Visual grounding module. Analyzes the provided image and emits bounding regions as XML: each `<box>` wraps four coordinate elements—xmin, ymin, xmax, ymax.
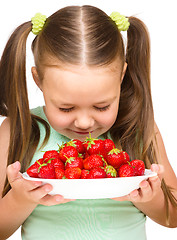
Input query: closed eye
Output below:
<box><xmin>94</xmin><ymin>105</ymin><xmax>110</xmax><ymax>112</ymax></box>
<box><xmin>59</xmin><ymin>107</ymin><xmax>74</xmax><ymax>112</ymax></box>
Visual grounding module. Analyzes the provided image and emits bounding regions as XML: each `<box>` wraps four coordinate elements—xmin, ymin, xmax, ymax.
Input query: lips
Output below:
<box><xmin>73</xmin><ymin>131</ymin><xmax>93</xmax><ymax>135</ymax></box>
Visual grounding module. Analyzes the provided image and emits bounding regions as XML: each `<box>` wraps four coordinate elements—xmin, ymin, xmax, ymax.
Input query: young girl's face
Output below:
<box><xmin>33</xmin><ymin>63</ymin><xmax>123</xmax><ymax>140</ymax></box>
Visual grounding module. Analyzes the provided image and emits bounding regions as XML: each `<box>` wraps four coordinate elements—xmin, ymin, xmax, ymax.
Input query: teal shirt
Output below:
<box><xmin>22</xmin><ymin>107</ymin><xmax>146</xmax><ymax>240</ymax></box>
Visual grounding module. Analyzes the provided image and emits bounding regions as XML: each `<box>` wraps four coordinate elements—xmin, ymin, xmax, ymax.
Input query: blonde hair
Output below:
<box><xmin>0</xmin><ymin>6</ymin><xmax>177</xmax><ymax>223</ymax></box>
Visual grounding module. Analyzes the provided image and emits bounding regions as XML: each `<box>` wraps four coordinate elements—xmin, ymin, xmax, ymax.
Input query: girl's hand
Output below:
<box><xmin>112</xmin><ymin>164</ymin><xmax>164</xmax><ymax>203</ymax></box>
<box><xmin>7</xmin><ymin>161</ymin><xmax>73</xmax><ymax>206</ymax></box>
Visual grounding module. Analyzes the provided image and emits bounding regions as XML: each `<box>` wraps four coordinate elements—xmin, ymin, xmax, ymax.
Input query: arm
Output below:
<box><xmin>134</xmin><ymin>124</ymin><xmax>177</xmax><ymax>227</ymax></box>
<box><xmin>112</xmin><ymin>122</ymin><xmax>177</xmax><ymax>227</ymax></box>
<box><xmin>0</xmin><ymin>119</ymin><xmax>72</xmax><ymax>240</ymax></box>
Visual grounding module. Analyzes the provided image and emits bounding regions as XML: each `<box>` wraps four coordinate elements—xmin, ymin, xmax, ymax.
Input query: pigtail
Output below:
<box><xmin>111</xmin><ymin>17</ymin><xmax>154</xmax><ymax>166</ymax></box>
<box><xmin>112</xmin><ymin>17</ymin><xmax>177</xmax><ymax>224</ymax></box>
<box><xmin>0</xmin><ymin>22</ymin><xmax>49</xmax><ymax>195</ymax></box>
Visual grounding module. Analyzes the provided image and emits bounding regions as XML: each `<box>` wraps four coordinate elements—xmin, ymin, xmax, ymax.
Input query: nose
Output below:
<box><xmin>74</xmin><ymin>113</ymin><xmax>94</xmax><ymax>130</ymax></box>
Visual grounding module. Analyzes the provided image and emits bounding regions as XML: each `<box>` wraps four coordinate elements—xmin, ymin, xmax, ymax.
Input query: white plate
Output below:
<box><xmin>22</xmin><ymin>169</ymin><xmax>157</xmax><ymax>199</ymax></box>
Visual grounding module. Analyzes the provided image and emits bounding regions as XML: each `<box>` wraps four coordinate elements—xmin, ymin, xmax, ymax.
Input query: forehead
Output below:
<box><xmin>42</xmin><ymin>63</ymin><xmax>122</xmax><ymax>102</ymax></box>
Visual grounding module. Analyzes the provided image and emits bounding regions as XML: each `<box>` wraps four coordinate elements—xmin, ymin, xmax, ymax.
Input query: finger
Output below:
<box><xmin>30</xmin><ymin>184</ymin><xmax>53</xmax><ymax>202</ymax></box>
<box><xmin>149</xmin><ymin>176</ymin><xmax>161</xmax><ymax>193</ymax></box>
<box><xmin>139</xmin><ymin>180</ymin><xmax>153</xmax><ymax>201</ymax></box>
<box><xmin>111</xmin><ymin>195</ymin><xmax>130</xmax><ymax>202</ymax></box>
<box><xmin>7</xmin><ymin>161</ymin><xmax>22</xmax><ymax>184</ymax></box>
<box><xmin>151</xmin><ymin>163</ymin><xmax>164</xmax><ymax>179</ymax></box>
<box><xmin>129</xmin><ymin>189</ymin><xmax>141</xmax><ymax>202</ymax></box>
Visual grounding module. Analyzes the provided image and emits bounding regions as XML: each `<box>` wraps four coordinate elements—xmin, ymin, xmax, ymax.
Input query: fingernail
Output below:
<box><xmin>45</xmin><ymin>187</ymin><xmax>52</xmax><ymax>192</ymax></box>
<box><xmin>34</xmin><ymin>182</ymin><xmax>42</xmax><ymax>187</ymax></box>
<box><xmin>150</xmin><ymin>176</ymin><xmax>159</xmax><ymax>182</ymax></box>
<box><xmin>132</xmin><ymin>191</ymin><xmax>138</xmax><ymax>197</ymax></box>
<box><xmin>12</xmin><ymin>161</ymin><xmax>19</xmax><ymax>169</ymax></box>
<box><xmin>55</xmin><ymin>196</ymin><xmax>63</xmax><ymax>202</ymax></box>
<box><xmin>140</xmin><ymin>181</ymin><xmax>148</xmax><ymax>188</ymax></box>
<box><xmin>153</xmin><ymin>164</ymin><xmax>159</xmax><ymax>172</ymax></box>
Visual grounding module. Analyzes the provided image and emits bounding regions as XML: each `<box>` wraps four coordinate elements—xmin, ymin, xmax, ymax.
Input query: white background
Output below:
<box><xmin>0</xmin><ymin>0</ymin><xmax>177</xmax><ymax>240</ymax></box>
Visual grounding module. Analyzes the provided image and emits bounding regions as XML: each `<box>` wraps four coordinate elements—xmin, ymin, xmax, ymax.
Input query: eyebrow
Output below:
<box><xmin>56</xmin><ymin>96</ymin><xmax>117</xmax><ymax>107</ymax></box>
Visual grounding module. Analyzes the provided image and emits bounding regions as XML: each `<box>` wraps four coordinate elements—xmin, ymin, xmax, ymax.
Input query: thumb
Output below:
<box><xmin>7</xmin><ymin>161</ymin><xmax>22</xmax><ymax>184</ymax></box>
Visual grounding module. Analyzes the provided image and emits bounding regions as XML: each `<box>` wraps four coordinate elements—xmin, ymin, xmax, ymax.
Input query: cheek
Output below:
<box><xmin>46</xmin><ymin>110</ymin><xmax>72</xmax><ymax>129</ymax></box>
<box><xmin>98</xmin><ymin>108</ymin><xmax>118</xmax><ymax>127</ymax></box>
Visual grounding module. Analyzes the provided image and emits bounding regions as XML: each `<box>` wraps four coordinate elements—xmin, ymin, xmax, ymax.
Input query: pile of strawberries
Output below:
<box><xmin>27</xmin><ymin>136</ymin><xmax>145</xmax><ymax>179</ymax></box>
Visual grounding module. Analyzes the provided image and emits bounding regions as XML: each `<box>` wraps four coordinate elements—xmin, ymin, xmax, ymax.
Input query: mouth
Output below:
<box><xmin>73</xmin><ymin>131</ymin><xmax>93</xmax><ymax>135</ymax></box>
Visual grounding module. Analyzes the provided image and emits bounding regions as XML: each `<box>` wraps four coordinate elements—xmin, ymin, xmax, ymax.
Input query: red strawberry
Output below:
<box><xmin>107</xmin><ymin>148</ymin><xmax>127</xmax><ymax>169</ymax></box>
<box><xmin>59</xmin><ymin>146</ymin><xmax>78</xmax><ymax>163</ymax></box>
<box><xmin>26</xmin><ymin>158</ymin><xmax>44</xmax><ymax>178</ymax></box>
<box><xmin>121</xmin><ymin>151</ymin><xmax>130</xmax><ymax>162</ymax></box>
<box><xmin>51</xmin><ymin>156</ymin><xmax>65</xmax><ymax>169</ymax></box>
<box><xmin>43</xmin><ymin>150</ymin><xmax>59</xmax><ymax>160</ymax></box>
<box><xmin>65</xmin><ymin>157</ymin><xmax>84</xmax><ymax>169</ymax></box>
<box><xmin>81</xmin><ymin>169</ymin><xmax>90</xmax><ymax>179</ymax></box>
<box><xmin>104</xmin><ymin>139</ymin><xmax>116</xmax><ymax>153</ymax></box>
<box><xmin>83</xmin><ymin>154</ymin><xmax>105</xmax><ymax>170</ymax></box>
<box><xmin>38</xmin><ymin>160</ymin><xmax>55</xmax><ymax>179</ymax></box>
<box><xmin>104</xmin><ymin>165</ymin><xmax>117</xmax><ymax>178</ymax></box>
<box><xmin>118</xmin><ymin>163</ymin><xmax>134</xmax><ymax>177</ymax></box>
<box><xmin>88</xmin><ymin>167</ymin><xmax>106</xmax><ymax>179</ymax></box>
━━━━━━━━━━━━━━━━━━━━━━━━━━━━━━
Job: List each line of the material above that contains the word "white".

Answer to this problem:
Input query: white plate
Input query: white background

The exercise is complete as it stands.